Комплекс источников XI–XVII вв., в которых раскрывается содержание пдагогических терминов и понятий, довольно широк, поэтому их условно можно разделить на три группы:
К первой группе относятся книги, которые не могут подвергаться никаким изменениям и правке, и педагогические термины в которых оставались неизменными на протяжении многих столетий. Это Священное Писание, Псалтырь, богослужебные книги, памятники церковного законодательства – Кормчие книги и др. Эти книги в соответствии с нормами христианства должны были находиться в каждой семье и передавались следующим поколениям, поэтому одни и те же педагогические понятия становились достоянием многих поколений.
Ко второй группе источников можно отнести книги, служившие для назидательного, духовно-нравственного чтения: Жития Святых, летописи, сборники «Пчела», «Золотая цепь», «Златоуст», «Пролог», «Измарагд» и др. Естественно, что для чтения этих книг необходимо быть грамотным, чему служил обширный перечень учебных пособий по различным отраслям знания.
К третьей группе источников относится научная и учебная литература: азбуки, буквари, грамматики, учебные псалтыри и часословы, арифметики, певческие сборники, хронографы, космографии, лечебники, учебные пособия по «семи свободным искусствам» и пр.

(Записи набора данных о расположении объектов)
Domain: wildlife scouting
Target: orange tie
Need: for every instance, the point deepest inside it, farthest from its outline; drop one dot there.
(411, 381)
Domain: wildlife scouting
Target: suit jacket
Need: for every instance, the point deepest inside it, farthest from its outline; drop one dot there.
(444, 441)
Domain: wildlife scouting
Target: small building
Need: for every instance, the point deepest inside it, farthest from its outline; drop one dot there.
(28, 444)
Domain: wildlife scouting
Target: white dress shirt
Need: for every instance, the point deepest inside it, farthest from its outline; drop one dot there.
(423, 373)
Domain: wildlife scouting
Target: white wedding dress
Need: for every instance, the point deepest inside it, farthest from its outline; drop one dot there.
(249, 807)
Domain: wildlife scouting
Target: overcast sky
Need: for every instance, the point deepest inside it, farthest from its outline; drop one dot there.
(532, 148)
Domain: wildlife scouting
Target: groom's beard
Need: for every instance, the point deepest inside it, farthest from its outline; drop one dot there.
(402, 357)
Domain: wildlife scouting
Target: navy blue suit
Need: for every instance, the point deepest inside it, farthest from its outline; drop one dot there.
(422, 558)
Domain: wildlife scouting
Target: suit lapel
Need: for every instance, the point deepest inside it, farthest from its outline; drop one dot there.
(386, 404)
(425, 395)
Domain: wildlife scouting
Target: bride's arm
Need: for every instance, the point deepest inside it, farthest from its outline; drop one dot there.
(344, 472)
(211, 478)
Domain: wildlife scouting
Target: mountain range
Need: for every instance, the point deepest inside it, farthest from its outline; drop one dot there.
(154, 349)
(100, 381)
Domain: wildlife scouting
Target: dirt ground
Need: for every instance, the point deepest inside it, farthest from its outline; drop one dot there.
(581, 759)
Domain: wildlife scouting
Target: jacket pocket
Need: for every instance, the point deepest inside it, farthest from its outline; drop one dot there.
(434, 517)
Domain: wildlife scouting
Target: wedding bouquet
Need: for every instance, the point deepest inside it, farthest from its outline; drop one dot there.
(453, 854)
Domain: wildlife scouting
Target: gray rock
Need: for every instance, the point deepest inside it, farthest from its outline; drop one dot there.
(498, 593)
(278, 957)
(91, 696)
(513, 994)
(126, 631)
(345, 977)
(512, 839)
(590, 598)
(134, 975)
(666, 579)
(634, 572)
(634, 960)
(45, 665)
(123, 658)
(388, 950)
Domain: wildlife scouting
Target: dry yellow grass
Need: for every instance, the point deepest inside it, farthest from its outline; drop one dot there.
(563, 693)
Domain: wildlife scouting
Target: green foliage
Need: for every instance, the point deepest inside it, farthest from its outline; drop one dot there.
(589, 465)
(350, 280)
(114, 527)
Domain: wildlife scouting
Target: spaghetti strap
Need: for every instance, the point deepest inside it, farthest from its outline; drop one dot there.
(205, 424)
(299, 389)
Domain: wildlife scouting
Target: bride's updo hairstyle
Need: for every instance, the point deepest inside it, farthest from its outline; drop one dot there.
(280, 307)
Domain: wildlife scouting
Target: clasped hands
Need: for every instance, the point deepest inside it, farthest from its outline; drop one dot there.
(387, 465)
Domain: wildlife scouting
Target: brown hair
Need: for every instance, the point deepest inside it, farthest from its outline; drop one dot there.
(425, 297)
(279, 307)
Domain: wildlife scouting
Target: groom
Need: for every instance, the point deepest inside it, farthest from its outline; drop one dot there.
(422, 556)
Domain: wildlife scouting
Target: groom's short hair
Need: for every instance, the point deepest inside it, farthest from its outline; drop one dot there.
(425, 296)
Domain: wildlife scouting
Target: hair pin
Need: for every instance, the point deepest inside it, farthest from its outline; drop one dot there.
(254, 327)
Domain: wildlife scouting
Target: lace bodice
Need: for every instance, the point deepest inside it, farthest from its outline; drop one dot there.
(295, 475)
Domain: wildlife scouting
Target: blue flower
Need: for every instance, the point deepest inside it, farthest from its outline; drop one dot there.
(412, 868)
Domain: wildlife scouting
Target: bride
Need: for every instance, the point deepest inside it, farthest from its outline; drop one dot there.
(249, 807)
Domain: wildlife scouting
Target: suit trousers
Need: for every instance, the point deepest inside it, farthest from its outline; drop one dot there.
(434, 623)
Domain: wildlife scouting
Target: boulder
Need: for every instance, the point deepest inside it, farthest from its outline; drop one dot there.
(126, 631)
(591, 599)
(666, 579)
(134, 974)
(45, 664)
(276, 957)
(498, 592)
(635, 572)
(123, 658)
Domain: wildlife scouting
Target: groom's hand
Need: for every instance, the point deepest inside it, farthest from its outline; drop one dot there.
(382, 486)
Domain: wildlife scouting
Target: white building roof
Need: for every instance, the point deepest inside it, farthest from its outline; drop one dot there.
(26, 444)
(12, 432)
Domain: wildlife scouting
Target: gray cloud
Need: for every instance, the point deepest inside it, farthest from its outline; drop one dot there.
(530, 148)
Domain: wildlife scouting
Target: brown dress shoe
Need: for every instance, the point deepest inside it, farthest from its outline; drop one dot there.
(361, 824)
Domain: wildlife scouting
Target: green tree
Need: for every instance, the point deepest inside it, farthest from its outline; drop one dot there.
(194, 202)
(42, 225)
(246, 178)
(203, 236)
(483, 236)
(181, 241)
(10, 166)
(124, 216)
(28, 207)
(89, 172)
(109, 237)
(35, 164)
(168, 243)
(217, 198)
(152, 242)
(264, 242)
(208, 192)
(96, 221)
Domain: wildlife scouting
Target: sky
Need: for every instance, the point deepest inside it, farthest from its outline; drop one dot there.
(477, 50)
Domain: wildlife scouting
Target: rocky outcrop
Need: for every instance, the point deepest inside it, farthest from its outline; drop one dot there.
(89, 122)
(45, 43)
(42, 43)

ЗАДАНИЯ:
1) Продублируйте фрагмент текста об источниках педагогических терминов от слов «Комплекс источников XI–XVII» до слов «достоянием многих поколений.» включительно.
2) Сообщите, сколько строк перечня содержат слово «blue» с учетом регистра, и в ответе укажите только число.

СПИСОК ОТВЕТОВ:
1)
Комплекс источников XI–XVII вв., в которых раскрывается содержание пдагогических терминов и понятий, довольно широк, поэтому их условно можно разделить на три группы:
К первой группе относятся книги, которые не могут подвергаться никаким изменениям и правке, и педагогические термины в которых оставались неизменными на протяжении многих столетий. Это Священное Писание, Псалтырь, богослужебные книги, памятники церковного законодательства – Кормчие книги и др. Эти книги в соответствии с нормами христианства должны были находиться в каждой семье и передавались следующим поколениям, поэтому одни и те же педагогические понятия становились достоянием многих поколений.

2) 2